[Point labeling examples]
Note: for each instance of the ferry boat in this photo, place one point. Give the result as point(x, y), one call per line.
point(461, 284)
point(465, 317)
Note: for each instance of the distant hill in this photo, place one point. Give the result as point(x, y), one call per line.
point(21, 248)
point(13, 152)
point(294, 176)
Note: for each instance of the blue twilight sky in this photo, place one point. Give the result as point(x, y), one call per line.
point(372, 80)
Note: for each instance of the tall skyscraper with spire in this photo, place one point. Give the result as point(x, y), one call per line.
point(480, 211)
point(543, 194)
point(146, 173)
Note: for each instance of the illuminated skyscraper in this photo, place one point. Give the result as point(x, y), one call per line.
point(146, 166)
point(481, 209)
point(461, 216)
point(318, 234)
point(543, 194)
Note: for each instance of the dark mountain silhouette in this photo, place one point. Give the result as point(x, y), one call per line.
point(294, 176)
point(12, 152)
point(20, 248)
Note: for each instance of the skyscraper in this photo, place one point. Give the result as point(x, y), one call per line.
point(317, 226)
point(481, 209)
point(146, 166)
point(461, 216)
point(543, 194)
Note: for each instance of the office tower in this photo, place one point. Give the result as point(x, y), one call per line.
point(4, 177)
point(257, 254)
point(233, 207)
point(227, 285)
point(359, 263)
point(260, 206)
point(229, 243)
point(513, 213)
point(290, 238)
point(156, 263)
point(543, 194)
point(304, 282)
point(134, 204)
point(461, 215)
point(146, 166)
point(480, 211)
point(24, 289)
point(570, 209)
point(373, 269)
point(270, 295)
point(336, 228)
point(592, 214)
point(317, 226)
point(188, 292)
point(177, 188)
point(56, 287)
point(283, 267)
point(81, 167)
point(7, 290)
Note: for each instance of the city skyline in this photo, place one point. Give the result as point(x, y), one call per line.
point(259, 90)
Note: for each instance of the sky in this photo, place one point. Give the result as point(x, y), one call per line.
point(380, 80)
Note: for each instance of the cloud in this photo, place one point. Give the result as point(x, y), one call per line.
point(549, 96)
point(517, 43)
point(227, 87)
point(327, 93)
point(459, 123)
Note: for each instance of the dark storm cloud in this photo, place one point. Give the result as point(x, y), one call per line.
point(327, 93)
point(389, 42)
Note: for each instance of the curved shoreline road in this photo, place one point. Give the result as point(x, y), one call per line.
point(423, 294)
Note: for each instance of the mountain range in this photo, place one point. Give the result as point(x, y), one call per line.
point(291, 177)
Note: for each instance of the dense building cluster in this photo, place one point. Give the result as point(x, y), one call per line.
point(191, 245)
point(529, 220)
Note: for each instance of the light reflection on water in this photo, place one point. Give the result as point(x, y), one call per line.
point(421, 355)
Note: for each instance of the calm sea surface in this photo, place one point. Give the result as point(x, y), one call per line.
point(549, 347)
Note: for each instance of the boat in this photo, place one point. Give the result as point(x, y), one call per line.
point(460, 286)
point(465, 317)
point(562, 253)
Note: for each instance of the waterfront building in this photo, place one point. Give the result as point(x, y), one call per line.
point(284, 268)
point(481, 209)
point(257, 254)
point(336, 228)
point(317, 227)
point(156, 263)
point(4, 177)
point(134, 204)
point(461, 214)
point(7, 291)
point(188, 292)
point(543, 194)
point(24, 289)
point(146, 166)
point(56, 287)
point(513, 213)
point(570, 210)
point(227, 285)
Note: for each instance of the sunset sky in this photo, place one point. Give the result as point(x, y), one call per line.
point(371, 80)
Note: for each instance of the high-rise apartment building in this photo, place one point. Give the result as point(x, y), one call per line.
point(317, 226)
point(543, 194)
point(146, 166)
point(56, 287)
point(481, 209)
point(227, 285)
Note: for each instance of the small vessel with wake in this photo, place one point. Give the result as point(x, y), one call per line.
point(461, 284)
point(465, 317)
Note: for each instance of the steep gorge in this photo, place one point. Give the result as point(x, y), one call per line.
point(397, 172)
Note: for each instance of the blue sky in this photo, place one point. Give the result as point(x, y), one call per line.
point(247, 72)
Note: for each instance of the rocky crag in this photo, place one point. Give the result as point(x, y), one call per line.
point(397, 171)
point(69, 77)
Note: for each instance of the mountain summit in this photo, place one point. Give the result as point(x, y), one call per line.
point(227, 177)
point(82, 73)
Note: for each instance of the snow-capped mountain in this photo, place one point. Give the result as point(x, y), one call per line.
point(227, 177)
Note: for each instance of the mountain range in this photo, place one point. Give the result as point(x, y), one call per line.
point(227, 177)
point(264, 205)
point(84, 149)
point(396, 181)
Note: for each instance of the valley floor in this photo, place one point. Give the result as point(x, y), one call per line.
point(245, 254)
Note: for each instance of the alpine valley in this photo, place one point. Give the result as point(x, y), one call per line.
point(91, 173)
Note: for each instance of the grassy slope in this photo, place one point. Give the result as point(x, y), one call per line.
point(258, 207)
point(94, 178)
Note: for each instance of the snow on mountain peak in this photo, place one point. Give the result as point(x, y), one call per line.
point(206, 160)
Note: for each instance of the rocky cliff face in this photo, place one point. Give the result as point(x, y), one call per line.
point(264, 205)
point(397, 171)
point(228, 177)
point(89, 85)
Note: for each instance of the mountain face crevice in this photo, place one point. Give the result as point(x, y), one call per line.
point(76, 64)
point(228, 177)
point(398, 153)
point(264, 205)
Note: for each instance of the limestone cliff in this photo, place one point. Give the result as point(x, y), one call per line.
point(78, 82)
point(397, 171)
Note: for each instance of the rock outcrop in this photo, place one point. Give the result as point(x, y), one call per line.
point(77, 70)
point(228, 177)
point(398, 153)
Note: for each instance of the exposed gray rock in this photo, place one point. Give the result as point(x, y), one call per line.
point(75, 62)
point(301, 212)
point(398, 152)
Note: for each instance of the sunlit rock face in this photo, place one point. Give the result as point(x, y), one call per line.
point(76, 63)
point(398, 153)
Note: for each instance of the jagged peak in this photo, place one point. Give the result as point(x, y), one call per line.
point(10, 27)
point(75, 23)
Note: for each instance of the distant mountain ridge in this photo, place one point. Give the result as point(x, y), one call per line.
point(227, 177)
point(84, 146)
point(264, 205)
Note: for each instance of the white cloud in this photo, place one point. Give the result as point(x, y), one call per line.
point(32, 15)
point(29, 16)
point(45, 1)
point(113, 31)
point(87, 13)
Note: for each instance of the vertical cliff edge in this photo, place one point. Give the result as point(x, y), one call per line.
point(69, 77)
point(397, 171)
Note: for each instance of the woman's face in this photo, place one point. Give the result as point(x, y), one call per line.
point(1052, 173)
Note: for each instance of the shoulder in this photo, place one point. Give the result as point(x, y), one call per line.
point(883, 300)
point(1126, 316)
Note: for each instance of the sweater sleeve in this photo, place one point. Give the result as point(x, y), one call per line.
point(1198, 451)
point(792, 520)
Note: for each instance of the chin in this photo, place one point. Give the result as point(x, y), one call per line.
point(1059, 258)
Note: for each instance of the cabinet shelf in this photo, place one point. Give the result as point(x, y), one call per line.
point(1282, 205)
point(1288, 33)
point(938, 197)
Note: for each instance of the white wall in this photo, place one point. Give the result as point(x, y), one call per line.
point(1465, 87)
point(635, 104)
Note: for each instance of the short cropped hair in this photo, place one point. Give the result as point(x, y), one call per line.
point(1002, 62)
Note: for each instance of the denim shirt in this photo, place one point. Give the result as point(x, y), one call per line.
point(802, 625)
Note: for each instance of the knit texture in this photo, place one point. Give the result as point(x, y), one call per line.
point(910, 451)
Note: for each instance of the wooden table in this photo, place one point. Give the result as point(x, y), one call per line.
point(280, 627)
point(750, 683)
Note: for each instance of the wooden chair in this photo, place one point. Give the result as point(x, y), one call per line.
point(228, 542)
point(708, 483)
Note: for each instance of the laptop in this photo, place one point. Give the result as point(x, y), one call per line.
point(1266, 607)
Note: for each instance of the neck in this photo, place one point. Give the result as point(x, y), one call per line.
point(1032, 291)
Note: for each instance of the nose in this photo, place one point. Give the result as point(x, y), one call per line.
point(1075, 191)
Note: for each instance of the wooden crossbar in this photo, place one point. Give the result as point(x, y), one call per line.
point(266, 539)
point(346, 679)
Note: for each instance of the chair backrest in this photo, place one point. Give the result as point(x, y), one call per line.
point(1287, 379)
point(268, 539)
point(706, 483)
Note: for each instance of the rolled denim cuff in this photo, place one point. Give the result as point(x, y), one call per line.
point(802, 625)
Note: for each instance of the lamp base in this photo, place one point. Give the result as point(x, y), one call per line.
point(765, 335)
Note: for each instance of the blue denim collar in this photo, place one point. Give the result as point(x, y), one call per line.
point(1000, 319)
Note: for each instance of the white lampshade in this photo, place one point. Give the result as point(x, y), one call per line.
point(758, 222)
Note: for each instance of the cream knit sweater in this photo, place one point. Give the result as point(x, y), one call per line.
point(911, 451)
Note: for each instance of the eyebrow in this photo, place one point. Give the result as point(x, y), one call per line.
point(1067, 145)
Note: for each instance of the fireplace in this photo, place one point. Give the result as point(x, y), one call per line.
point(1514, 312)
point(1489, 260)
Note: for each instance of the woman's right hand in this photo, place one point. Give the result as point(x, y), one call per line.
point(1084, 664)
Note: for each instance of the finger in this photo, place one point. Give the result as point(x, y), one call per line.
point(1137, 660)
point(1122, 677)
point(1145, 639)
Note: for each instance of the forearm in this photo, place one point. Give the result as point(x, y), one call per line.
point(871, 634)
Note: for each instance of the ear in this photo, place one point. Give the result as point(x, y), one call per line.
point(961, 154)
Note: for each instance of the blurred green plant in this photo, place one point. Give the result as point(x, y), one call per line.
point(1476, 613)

◆ **Instructions for the task**: Reproduce the lines between the line holding "Note: for each instance of the denim" and the line holding "point(750, 683)", inclusive, with "wooden table" replaced by "oak table" and everything else left unchanged.

◆ **Response to this task**:
Note: for each instance of the denim shirt in this photo, place one point. Give the result as point(x, y), one call per line.
point(802, 625)
Note: for each instance of the knit texture in this photo, place one point. Give the result as point(x, y), one call per line.
point(910, 451)
Note: for each instance of the oak table in this photo, place one point. Give the result as point(x, y), one call per line.
point(280, 627)
point(750, 683)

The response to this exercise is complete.